To be done: Copy the lines below verbatim, but only from the line containing "An instance of" through the end of the data.

(Dataset rows)
— start —
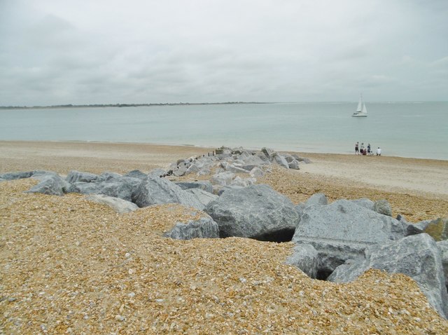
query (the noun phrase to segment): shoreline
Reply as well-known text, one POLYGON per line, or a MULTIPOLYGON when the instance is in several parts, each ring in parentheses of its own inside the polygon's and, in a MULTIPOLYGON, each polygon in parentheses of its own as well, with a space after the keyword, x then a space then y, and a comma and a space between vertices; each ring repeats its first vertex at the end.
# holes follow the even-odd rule
MULTIPOLYGON (((72 170, 94 174, 106 171, 125 174, 134 170, 148 172, 157 168, 166 169, 178 159, 211 153, 215 149, 129 143, 0 141, 0 173, 36 170, 54 171, 62 176, 72 170)), ((405 214, 411 222, 448 217, 447 160, 298 153, 312 163, 301 163, 299 170, 273 168, 258 182, 269 184, 296 204, 321 192, 330 202, 343 198, 386 199, 394 216, 405 214)), ((196 175, 182 178, 200 179, 196 175)))
MULTIPOLYGON (((132 170, 149 171, 166 168, 178 159, 211 154, 215 149, 146 143, 0 141, 0 173, 32 170, 50 170, 62 174, 70 170, 83 169, 93 173, 105 170, 118 173, 132 170)), ((370 186, 385 191, 422 192, 436 197, 448 197, 448 160, 279 152, 294 153, 311 160, 311 164, 300 165, 299 174, 330 178, 332 179, 330 182, 356 188, 370 186)))
MULTIPOLYGON (((18 139, 0 139, 1 143, 85 143, 85 144, 122 144, 122 145, 147 145, 147 146, 169 146, 169 147, 192 147, 192 148, 198 148, 198 149, 208 149, 210 150, 214 150, 219 146, 214 146, 210 145, 202 145, 202 144, 169 144, 169 143, 153 143, 153 142, 108 142, 108 141, 96 141, 96 140, 64 140, 64 141, 59 141, 59 140, 18 140, 18 139)), ((232 146, 227 146, 224 145, 224 146, 228 146, 233 148, 232 146)), ((287 149, 281 149, 281 148, 275 148, 275 147, 270 147, 270 146, 260 146, 260 147, 253 147, 253 146, 237 146, 234 147, 242 146, 246 150, 261 150, 263 147, 268 147, 272 149, 277 152, 287 152, 287 153, 300 153, 303 156, 310 154, 310 155, 342 155, 342 156, 355 156, 354 153, 352 153, 351 151, 347 151, 346 152, 328 152, 328 151, 298 151, 298 150, 289 150, 287 149)), ((362 155, 358 155, 361 156, 362 155)), ((373 155, 375 156, 375 155, 373 155)), ((441 161, 441 162, 448 162, 448 158, 425 158, 425 157, 412 157, 412 156, 390 156, 386 153, 383 153, 382 157, 389 157, 389 158, 402 158, 402 159, 415 159, 415 160, 435 160, 435 161, 441 161)))

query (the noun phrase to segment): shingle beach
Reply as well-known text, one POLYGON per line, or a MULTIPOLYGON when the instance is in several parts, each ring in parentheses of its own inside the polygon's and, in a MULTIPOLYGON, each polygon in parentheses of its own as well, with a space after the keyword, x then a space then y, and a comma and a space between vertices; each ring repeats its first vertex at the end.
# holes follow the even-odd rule
MULTIPOLYGON (((0 142, 0 173, 147 172, 213 150, 0 142)), ((312 163, 258 182, 295 204, 322 192, 330 202, 386 199, 410 222, 448 217, 448 161, 300 155, 312 163)), ((24 193, 37 183, 0 183, 0 334, 448 333, 404 275, 312 280, 285 264, 292 242, 172 240, 162 233, 202 212, 162 205, 118 214, 77 193, 24 193)))

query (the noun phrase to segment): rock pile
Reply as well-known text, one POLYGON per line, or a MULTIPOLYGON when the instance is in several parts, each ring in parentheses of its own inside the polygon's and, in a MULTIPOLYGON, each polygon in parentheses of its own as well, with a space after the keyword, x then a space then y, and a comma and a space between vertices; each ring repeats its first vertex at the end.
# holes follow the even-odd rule
POLYGON ((164 235, 292 240, 296 247, 286 262, 309 277, 344 282, 371 268, 404 273, 418 283, 429 303, 446 318, 447 219, 410 224, 400 215, 391 217, 385 200, 328 204, 323 193, 295 206, 270 186, 255 184, 255 178, 269 172, 272 164, 298 168, 299 160, 303 161, 265 148, 261 151, 220 148, 211 156, 179 160, 167 171, 134 170, 124 175, 71 171, 66 178, 52 172, 32 171, 4 174, 0 181, 36 178, 39 184, 28 192, 57 196, 78 192, 120 213, 167 203, 193 207, 203 215, 176 223, 164 235), (178 182, 164 178, 188 174, 210 178, 178 182))

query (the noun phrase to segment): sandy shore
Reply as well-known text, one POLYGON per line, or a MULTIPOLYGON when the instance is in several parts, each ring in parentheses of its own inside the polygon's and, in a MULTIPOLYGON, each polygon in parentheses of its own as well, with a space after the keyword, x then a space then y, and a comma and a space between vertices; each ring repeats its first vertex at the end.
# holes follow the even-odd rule
MULTIPOLYGON (((146 172, 211 150, 0 142, 0 173, 146 172)), ((448 216, 447 189, 434 182, 446 185, 447 162, 302 156, 313 163, 260 182, 295 203, 321 191, 330 201, 386 198, 415 221, 448 216)), ((285 264, 291 242, 171 240, 161 233, 199 214, 167 205, 118 214, 79 194, 24 193, 36 183, 0 183, 0 334, 448 333, 403 275, 311 280, 285 264)))
MULTIPOLYGON (((0 173, 71 170, 102 173, 149 171, 214 148, 146 144, 0 142, 0 173)), ((448 161, 388 156, 299 153, 312 163, 300 170, 274 170, 260 182, 295 203, 323 192, 340 198, 387 199, 409 221, 448 217, 448 161)))

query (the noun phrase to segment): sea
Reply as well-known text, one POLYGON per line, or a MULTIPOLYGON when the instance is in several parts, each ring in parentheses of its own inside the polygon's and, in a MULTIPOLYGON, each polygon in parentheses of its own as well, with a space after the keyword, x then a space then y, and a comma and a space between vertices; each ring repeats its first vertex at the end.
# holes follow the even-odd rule
POLYGON ((0 140, 150 143, 448 160, 448 102, 240 103, 0 109, 0 140))

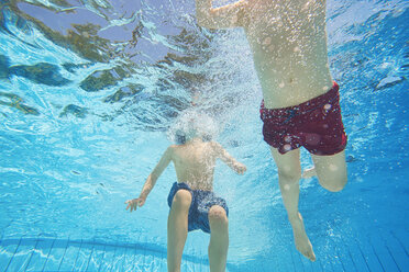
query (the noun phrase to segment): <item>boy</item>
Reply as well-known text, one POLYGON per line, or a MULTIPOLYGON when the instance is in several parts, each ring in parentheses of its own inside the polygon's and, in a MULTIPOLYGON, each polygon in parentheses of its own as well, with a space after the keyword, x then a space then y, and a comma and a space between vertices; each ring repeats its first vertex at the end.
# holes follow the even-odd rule
POLYGON ((169 162, 174 162, 177 182, 168 195, 170 213, 167 223, 167 268, 170 272, 180 271, 181 254, 187 233, 201 229, 210 233, 209 263, 211 272, 225 271, 229 229, 229 209, 223 199, 213 190, 213 172, 219 158, 234 171, 243 174, 244 165, 230 156, 220 144, 204 141, 209 134, 201 133, 203 122, 188 118, 181 129, 176 132, 180 145, 169 146, 159 162, 147 177, 137 199, 126 201, 126 209, 135 211, 142 206, 148 193, 169 162))
POLYGON ((346 184, 346 135, 329 70, 325 0, 241 0, 218 9, 211 0, 196 0, 196 12, 201 26, 245 31, 263 90, 263 135, 278 168, 296 247, 314 261, 298 212, 299 147, 311 154, 323 188, 338 192, 346 184))

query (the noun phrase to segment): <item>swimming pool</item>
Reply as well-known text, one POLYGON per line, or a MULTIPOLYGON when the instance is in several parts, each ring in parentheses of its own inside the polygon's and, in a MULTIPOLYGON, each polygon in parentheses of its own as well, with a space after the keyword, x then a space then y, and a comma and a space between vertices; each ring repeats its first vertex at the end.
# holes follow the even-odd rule
MULTIPOLYGON (((248 169, 215 171, 228 271, 407 270, 407 1, 328 1, 349 184, 333 194, 301 181, 314 263, 292 243, 241 30, 200 29, 188 0, 0 3, 0 271, 166 271, 174 170, 136 213, 123 203, 169 145, 169 123, 198 101, 248 169)), ((189 234, 183 271, 209 270, 208 239, 189 234)))

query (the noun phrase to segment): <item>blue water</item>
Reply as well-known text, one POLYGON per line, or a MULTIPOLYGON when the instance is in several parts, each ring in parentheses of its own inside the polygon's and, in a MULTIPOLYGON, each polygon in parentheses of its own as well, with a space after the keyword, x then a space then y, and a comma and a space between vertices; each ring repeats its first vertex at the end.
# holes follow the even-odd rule
MULTIPOLYGON (((408 7, 328 1, 349 183, 329 193, 301 181, 310 263, 294 247, 262 139, 261 88, 241 30, 200 29, 190 0, 0 1, 0 271, 166 271, 175 171, 136 213, 123 203, 192 101, 248 169, 215 171, 230 207, 228 271, 407 271, 408 7)), ((183 271, 209 271, 208 241, 189 234, 183 271)))

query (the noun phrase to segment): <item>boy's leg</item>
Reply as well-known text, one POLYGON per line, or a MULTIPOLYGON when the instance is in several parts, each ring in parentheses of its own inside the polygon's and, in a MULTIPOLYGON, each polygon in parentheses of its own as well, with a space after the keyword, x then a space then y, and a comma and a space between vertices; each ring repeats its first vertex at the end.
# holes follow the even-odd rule
POLYGON ((332 156, 311 155, 318 180, 331 192, 341 191, 346 184, 345 151, 332 156))
POLYGON ((167 270, 180 272, 181 254, 188 233, 188 215, 191 193, 179 190, 174 196, 167 220, 167 270))
POLYGON ((209 211, 211 272, 224 272, 229 249, 229 219, 223 207, 213 205, 209 211))
POLYGON ((314 261, 316 254, 306 234, 302 217, 298 212, 299 180, 301 178, 300 150, 295 149, 281 155, 276 148, 270 147, 270 149, 278 168, 279 189, 292 227, 296 247, 305 257, 314 261))

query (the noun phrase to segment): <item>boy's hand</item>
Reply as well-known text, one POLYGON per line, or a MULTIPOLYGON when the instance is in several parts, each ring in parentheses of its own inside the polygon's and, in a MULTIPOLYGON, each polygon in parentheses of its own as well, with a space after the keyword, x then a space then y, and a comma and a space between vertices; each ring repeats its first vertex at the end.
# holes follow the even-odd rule
POLYGON ((142 207, 143 204, 145 204, 145 201, 146 199, 145 197, 137 197, 137 199, 133 199, 133 200, 130 200, 130 201, 126 201, 125 204, 128 204, 126 206, 126 211, 131 207, 130 212, 132 213, 132 211, 136 211, 136 207, 142 207))
POLYGON ((245 171, 247 171, 247 168, 241 162, 235 162, 233 169, 239 174, 243 174, 245 171))

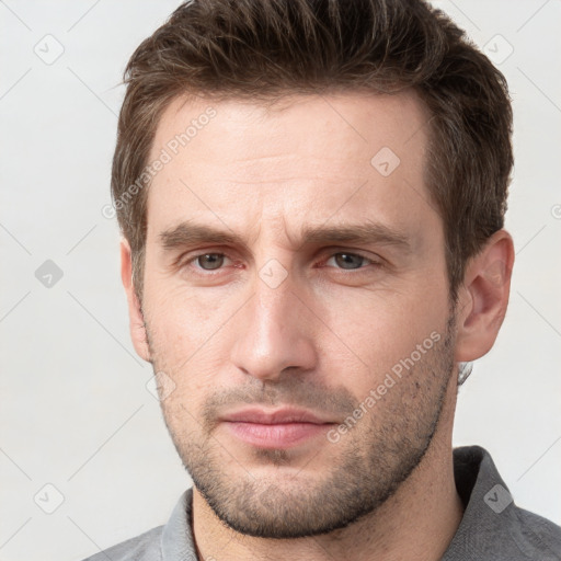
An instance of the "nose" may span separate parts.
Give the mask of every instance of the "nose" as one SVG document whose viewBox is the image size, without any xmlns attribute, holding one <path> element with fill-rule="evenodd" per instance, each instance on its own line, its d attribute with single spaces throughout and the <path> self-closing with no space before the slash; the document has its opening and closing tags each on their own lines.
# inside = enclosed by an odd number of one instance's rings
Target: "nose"
<svg viewBox="0 0 561 561">
<path fill-rule="evenodd" d="M 314 368 L 314 322 L 290 276 L 275 288 L 256 276 L 253 286 L 253 297 L 238 316 L 233 365 L 262 381 L 276 381 L 288 369 Z"/>
</svg>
— end —
Final result:
An instance of the "nose" may span separate parts.
Give the mask of every instance of the "nose" as one SVG document whose viewBox is the image size, without any xmlns attribute, holding one <path> element with fill-rule="evenodd" per instance, each instance on its own line, its d attribute with single spaces throughout and the <path> self-closing with no space before the slash; the document has its opening and closing tags each on their own lines.
# inside = enclosed by an odd number of one instance's rings
Target: "nose"
<svg viewBox="0 0 561 561">
<path fill-rule="evenodd" d="M 314 368 L 314 322 L 290 276 L 275 288 L 256 276 L 253 286 L 253 297 L 238 316 L 233 365 L 262 381 L 276 381 L 288 369 Z"/>
</svg>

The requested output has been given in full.